- What the task asks
The result should be the line with "the red suv" followed by every remaining line of the entries, each reproduced exactly, with nothing else.

---- Stored data

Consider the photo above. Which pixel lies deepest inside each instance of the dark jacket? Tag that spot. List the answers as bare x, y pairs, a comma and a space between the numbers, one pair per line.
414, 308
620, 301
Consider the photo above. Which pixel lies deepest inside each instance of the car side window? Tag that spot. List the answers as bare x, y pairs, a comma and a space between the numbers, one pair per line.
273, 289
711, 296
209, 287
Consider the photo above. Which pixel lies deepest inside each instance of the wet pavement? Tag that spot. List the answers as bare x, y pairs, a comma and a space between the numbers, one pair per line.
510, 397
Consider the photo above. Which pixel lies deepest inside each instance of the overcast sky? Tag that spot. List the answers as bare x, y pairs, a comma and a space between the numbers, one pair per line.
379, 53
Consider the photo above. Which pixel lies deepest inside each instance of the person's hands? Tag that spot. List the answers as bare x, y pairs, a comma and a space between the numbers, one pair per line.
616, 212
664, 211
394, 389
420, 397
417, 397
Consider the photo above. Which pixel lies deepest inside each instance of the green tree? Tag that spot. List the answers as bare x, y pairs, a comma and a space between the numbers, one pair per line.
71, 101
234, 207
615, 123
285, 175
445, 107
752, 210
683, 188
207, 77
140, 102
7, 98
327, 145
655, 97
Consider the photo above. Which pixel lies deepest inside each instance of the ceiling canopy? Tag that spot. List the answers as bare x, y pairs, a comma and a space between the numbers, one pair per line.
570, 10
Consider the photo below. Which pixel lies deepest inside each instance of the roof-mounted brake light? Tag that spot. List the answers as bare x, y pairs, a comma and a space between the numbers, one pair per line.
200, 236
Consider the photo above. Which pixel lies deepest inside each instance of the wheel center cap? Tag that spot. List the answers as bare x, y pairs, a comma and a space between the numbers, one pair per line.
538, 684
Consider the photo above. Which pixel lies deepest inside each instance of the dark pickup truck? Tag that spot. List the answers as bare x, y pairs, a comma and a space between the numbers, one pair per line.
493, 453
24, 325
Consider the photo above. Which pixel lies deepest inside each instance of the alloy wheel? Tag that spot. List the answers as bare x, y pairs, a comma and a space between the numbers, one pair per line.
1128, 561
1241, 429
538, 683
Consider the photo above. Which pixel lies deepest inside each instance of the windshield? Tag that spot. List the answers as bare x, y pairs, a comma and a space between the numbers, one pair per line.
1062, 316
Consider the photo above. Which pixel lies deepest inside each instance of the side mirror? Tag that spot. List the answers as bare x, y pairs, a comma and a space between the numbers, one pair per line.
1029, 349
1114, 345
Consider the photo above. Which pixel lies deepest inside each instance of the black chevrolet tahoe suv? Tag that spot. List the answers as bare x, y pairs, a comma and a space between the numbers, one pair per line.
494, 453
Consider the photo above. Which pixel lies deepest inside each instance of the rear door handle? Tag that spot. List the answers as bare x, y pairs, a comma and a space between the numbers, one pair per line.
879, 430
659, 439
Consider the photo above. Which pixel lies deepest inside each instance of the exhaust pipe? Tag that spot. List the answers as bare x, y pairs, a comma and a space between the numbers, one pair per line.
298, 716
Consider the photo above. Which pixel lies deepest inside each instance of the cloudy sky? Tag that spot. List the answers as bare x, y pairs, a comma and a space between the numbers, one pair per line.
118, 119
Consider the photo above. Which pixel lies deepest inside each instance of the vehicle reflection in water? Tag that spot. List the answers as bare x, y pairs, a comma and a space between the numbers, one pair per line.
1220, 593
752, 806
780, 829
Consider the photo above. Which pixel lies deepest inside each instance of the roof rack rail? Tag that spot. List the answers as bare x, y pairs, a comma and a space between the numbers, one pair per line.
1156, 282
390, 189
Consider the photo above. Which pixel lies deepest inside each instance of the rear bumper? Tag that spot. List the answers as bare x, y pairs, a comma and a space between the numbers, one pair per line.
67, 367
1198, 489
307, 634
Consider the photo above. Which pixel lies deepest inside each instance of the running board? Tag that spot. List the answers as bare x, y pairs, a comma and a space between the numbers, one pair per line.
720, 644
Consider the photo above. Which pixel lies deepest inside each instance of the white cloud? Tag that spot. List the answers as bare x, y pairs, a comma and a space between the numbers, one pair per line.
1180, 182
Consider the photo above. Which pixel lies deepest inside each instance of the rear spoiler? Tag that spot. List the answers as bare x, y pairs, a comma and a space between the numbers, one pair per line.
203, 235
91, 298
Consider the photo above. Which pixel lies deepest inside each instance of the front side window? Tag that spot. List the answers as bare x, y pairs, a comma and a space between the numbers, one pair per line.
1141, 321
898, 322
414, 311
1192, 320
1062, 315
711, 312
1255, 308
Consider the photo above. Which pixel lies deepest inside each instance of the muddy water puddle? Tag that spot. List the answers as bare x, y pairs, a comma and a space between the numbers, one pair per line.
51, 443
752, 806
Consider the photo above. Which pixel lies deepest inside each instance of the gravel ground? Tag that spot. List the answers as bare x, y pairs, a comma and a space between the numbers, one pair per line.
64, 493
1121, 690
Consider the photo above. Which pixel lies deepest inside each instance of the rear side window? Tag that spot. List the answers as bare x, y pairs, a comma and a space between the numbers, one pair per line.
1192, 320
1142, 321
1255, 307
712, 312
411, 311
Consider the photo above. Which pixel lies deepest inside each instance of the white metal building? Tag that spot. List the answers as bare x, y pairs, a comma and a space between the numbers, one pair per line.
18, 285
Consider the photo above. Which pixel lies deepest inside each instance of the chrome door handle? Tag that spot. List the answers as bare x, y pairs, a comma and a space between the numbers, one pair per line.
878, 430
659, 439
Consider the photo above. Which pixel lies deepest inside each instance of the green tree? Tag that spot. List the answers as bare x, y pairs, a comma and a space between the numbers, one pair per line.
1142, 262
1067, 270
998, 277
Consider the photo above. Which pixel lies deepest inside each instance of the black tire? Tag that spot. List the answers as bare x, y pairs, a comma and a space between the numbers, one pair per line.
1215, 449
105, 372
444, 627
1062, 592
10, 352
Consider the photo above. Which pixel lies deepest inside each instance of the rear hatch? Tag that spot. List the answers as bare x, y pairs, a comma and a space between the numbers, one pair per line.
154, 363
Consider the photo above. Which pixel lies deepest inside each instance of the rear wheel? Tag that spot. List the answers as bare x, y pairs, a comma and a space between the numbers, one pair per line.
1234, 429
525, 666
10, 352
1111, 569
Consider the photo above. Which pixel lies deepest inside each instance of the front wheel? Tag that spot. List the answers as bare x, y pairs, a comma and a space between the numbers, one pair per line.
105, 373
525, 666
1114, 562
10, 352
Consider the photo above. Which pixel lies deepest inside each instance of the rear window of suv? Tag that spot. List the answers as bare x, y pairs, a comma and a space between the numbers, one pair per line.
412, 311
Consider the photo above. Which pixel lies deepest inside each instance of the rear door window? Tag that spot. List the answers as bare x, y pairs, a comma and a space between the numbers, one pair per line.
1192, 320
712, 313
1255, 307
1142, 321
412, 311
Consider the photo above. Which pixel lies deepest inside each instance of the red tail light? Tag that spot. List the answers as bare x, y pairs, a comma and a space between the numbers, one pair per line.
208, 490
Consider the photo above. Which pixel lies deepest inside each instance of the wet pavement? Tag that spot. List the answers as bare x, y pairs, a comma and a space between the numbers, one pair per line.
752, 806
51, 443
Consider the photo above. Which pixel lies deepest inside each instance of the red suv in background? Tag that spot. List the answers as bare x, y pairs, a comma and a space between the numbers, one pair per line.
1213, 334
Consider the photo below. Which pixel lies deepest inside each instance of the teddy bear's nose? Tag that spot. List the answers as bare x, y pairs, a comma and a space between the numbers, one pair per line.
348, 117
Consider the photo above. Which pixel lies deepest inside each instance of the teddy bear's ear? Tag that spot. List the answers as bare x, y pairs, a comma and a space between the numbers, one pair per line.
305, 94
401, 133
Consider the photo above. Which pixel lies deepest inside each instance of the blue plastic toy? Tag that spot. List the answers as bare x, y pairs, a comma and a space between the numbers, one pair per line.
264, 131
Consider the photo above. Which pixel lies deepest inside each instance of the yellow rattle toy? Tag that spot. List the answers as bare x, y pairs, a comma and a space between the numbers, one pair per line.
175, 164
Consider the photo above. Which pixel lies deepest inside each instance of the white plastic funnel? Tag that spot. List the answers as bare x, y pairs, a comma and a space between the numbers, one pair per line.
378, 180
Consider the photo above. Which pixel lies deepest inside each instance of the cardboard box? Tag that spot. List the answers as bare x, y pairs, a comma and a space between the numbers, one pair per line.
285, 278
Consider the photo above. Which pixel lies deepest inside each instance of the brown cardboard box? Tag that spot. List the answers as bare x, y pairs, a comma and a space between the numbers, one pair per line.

--------

- Output below
Consider the photo above. Which pixel lies deepest inside each instance of the red suv in background? Tag that spot. List the answers as bare x, y pairs, a comma and a space between the numbers, one pair per line.
1213, 334
Consider the photo below. Which pixel lies deepest inside each instance of the teddy bear's nose? Tag that spot. List the answers as bare x, y pairs, a comma and a space between the numbers, one pair per line.
348, 117
Consider the photo above. Which pixel lies deepest inside each instance of the teddy bear's ear? Tag that spot. List the answers as bare x, y pairs, a comma and a space between the numbers, one pair per line.
305, 94
401, 133
Consider the photo above. Which pixel lies deepest inside each instance of the blue plastic toy? Tag that spot. List the answers as bare x, y pairs, a comma and a space between the numbers, one pair per line.
264, 131
Consider the photo above. Which pixel lies deepest inside each instance of the yellow rattle toy? Tag that spot. List the answers as bare x, y pairs, a comma and a space between the numbers, one pair per line.
175, 164
Consider the photo above. Which pixel lies deepest inside each instance of the white plastic funnel? Tag that spot. List the answers as bare x, y pairs, a comma and a space between the numbers, one pair per line.
378, 180
Consider the photo above. Which pixel lies deepest inside each instance of the cardboard box? Tag that spot. List the answers as bare x, y pairs, a comma and a space between the numbers, one pair per line.
285, 278
Consider the photo above. Which pixel lies deepest inside each instance of the brown cardboard box? Tag that spot. List the answers as bare x, y pairs, a comma and a space between the numbers, one pair per line.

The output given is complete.